• GOAL:
In the interview with Zhang Huaying, rewrite everything from "Coca-Cola CSR VP" down to "need to answer.", replacing "journey" with "mission".

• SELECTED TEXT:
+ + + + +

Coca-Cola CSR VP Zhang Huaying
Zhang Huaying, VP Sustainability at Coca-Cola Greater China & Korea

We continue to look at the goal and see how we can do more. All of this has become a journey for our business. We fully recognize Coca-Cola as part of society, and see the two as inseparable. If society has a problem, if the water is gone, there is no business for us. So you could call it ‘enlightened self-interest’.

Business is here to meet needs. We talked about need and demand and supply, and in the past we only thought of demand in physical terms as a particular product, but there’s also a societal demand. How can you use your business to also fulfill social needs? This is something businesses now need to answer.

Q. Do you have any pointers on how to create internal buy-in on CSR investments?

A. Business is business. You really need to help your managers understand why it is a good investment for the company. If it makes no sense, it makes no sense.

I think we have a relatively easier sale, because we are a consumer goods company, and Coca-Cola touches 150 million people in China every single day. In a way we also have enough research to show that when people buy a product, they do not just buy the product, they also buy-in to your company.

Corporate good behavior is on your own interest, Coca-Cola fully recognizes this. It’s not about asking ‘Why am I doing this?’ the better questions are ‘What is the effectiveness of this?’ and ‘How can we link it to the business even more closely?’

For example, our women’s program is focused on our value chain. Inside our value chain there are already many women: inside the small mom and pop stores, 70% of them are either owned by women of have female employees, so they are clearly in our supply chain.

Helping them is helping ourselves, but how do you really make this inseparable from the business? This is the key.

Q. So is that a key criterion for what projects you focus on, do you always have to look for that link with the business?

A. It is one. Another link is it needs to be a real social issue, you can’t just create a social issue and put a coat of paint on it. It has to be a real social issue that we can use our strength on.

For many years, people did philanthropy during disaster relief by simply giving money, and we were part of this approach too. But then we examined ourselves and saw that we have a supply chain that covers the whole country. Literally, no matter where a disaster happens, we are right by their side. So what kind of mechanisms can we use this for? In the past, if it was a huge disaster, the local bottling plant and people would have a tough time making decisions, so we entered into a memorandum of understanding with our bottling partners to say that when this happens, Coca-Cola will cover all of the costs of goods used in donations, and you cover the cost of labor, shipment and transportation. These costs are roughly 50-50, and in the case of a disaster, sending water to the disaster site is not a simple matter. We go through a financial approval process and get money assigned, so that when a disaster does actually happen, a team member can easily make a decision with partners and bottlers and within a few hours water is on-site.

Q. How do you get your partners to agree?

A. We don’t ‘make’ anyone agree. Let’s use one disaster program as an example. We started running this three years ago, in the wake of the earthquake in Ya’an. I got a message from a bottler which said ‘I want to help but I don’t know how because regulations are vague…’ Using our risk-management schedule I started calling bottlers, and we ended up getting water to the site in no time. We called The One Foundation, who was already our partner on a clean water project, [they are] disaster rescue experts, and they were very ready to do that.

+ + + + +

• STORED ROWS:
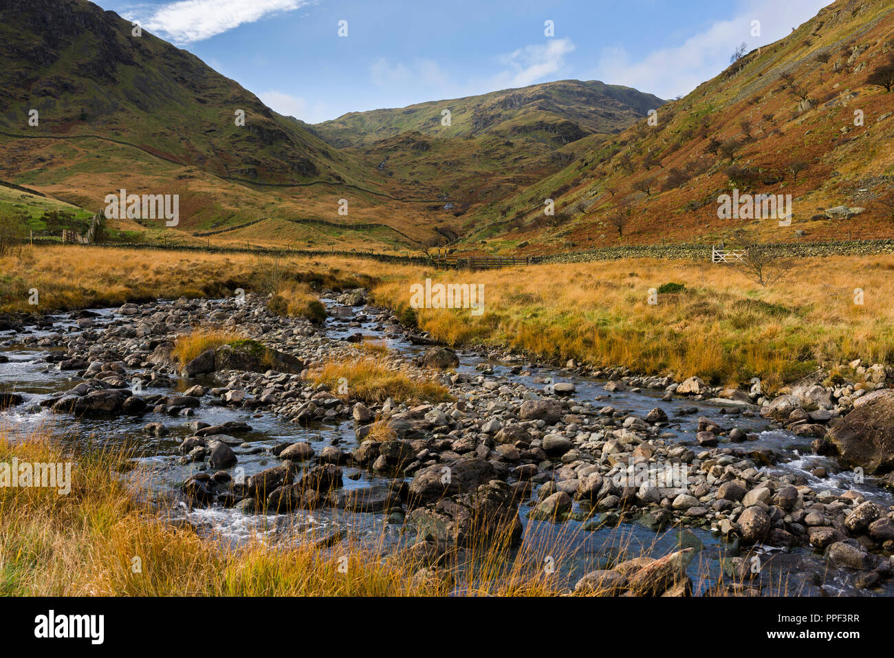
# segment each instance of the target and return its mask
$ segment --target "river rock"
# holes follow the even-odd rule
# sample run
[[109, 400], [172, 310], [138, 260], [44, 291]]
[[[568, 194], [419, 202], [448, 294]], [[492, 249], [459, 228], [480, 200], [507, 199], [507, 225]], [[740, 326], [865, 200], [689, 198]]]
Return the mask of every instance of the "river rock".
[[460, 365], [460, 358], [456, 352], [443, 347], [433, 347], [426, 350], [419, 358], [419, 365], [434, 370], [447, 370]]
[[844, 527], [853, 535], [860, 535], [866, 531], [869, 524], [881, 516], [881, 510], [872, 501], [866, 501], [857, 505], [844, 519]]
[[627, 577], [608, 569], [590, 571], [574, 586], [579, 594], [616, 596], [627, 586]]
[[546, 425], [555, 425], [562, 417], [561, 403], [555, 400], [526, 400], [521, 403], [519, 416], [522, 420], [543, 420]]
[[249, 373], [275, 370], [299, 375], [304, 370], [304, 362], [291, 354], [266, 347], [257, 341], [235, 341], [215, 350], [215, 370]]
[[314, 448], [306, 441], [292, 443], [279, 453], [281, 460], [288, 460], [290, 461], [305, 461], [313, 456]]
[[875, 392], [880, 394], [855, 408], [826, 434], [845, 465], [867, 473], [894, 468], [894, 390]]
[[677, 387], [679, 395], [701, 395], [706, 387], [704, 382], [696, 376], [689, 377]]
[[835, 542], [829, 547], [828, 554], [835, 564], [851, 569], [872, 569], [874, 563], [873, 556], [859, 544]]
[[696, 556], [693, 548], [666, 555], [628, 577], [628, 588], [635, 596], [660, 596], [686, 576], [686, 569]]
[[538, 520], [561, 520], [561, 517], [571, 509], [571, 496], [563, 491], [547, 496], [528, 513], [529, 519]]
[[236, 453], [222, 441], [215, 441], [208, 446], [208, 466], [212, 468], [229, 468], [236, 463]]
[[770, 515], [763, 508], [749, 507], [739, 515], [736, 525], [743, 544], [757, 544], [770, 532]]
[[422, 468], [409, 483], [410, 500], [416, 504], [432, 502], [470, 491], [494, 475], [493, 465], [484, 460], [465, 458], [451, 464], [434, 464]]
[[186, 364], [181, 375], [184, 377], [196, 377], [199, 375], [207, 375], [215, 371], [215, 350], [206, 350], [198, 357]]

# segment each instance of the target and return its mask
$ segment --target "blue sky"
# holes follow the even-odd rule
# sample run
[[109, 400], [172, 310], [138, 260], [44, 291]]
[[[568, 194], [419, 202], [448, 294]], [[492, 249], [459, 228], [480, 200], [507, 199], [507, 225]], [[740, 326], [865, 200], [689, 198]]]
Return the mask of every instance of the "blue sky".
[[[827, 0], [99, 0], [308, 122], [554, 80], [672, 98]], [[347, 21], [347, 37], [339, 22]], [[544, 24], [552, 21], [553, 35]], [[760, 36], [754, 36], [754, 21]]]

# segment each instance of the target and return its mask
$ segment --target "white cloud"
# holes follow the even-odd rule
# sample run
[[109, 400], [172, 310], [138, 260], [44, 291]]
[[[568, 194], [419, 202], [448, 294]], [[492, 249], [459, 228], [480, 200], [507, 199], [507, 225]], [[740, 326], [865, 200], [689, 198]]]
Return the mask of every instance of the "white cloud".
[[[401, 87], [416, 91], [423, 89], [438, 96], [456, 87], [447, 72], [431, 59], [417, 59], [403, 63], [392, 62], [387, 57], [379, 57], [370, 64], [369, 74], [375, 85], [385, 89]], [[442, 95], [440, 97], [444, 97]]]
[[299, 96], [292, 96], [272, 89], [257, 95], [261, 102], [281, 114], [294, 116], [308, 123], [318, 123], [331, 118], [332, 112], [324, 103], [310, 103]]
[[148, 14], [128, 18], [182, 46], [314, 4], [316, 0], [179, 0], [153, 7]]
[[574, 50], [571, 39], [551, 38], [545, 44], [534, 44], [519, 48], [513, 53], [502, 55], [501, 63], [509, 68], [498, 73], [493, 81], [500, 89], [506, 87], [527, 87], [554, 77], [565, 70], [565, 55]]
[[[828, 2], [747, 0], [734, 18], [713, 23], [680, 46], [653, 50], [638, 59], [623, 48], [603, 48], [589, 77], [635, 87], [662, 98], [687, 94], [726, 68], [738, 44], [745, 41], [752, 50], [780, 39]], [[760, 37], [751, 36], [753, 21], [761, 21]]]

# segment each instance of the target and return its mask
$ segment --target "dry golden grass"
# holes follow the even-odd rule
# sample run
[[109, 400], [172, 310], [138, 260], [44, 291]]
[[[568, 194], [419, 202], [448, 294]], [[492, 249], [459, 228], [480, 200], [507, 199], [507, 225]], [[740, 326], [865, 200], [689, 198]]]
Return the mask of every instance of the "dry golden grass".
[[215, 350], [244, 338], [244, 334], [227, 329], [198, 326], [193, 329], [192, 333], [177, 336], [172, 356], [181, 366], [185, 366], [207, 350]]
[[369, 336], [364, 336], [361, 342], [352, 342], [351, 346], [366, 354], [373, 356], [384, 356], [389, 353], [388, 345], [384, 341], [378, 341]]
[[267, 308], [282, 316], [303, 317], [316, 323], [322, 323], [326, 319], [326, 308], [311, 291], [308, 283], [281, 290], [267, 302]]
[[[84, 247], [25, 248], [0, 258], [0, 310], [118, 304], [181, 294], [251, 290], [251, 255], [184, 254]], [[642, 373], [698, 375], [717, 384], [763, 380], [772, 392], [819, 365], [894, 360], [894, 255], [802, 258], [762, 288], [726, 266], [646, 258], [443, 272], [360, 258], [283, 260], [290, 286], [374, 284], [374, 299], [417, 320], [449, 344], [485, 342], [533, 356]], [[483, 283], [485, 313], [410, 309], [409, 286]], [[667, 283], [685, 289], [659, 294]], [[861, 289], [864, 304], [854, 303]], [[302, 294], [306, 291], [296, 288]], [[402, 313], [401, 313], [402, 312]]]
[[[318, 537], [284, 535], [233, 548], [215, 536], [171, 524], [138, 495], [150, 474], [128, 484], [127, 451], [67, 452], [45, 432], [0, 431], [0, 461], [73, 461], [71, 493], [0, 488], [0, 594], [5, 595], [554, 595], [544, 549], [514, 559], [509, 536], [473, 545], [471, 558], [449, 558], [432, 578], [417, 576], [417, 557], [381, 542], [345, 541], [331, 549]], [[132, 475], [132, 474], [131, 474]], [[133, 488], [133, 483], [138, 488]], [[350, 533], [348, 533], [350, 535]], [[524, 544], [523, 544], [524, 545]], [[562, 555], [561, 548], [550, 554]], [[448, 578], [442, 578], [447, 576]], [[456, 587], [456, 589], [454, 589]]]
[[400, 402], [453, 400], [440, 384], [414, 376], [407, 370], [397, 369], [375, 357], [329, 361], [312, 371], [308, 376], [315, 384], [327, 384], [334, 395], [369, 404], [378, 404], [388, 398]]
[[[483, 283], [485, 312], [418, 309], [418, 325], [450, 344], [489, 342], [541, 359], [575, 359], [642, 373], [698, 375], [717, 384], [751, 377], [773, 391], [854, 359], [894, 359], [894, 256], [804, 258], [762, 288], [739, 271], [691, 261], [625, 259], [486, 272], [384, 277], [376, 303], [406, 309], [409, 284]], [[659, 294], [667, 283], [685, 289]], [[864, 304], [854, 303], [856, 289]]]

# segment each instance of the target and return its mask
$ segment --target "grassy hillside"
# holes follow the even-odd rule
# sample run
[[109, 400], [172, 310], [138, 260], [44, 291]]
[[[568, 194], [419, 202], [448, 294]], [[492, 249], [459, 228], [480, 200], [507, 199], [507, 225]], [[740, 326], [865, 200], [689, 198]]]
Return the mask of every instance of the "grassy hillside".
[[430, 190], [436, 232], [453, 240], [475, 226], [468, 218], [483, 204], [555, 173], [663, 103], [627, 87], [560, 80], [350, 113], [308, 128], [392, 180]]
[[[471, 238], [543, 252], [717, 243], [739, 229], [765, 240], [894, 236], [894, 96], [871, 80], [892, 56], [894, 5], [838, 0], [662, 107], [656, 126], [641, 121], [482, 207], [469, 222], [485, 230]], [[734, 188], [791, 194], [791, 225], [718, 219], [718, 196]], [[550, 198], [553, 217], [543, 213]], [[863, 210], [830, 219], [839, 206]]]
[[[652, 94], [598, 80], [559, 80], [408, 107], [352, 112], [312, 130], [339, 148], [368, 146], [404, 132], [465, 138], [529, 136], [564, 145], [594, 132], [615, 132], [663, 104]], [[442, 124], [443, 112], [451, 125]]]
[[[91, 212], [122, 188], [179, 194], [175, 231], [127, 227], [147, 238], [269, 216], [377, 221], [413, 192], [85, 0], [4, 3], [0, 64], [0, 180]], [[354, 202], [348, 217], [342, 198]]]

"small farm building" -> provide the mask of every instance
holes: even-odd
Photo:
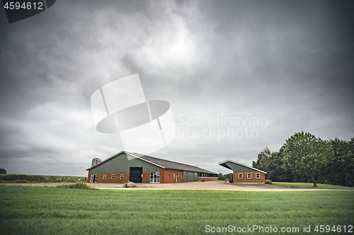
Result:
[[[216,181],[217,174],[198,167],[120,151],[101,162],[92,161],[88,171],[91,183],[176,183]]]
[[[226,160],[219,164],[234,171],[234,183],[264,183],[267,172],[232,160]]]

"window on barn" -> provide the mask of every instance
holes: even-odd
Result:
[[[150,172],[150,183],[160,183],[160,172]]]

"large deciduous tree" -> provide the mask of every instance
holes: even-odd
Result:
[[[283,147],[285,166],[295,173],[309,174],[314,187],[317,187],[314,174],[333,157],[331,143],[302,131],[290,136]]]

+ + + + +

• PROBLEM SOLUTION:
Coca-Cola CSR VP Zhang Huaying
Zhang Huaying, VP Sustainability at Coca-Cola Greater China & Korea

We continue to look at the goal and see how we can do more. All of this has become a mission for our business. We fully recognize Coca-Cola as part of society, and see the two as inseparable. If society has a problem, if the water is gone, there is no business for us. So you could call it ‘enlightened self-interest’.

Business is here to meet needs. We talked about need and demand and supply, and in the past we only thought of demand in physical terms as a particular product, but there’s also a societal demand. How can you use your business to also fulfill social needs? This is something businesses now need to answer.